- WHAT YOU WILL DO
Retype the tail of the data exactly, starting at the line containing "of the child" and stopping at the last line.

○ ○ ○ ○ ○

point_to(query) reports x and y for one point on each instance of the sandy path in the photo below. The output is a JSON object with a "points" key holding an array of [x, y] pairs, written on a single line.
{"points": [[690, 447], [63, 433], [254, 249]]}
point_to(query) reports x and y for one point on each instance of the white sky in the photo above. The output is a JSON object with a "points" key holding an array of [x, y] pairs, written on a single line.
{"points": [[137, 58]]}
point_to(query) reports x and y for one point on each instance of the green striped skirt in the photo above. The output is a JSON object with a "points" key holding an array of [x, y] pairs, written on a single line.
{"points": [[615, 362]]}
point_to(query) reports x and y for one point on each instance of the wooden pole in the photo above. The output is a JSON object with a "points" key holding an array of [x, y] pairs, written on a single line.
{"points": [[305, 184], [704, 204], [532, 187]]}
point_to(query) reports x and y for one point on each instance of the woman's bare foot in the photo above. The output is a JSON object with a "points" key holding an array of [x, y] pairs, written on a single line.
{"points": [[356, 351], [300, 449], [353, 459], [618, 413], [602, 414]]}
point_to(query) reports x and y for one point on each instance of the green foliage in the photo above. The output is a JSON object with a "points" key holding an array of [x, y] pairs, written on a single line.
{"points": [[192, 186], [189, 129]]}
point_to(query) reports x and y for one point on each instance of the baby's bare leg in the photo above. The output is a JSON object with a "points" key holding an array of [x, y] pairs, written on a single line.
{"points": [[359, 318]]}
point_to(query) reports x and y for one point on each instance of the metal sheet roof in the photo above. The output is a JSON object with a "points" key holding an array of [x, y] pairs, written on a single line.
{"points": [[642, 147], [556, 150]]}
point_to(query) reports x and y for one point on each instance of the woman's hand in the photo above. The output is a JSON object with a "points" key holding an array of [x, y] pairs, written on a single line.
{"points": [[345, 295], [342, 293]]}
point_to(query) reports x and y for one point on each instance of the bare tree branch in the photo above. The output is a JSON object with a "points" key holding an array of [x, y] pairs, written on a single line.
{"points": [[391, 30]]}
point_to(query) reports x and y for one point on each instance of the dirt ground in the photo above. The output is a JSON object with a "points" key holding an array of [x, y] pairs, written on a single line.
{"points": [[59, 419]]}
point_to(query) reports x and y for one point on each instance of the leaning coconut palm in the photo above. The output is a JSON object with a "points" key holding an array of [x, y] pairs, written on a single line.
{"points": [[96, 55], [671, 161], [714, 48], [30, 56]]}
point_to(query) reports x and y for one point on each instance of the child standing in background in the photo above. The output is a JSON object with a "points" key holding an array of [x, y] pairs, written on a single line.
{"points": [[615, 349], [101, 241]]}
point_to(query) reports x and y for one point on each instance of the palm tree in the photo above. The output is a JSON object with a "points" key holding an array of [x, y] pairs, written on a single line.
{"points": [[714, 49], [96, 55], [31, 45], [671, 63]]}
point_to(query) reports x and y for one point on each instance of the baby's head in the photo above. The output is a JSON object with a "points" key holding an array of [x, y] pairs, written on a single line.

○ ○ ○ ○ ○

- REPLY
point_to(query) reports x and y for one point on each instance of the child standing in background in the photo above. The output is a JSON object with a "points" key holding an array of [x, y] pairs, written on a single line.
{"points": [[615, 349], [101, 241]]}
point_to(query) reports x and y for one point on each instance of the palm tree in the photo above. The output is a JSON object with a "points" key holding an array of [x, y] pairs, written on a single line.
{"points": [[714, 49], [96, 55], [31, 45], [671, 63]]}
point_to(query) reports x and y for one point on each instance of the baby's head in the photo above. The output is a JSON object with a "points" key holding an array of [x, y] pairs, written on a single line.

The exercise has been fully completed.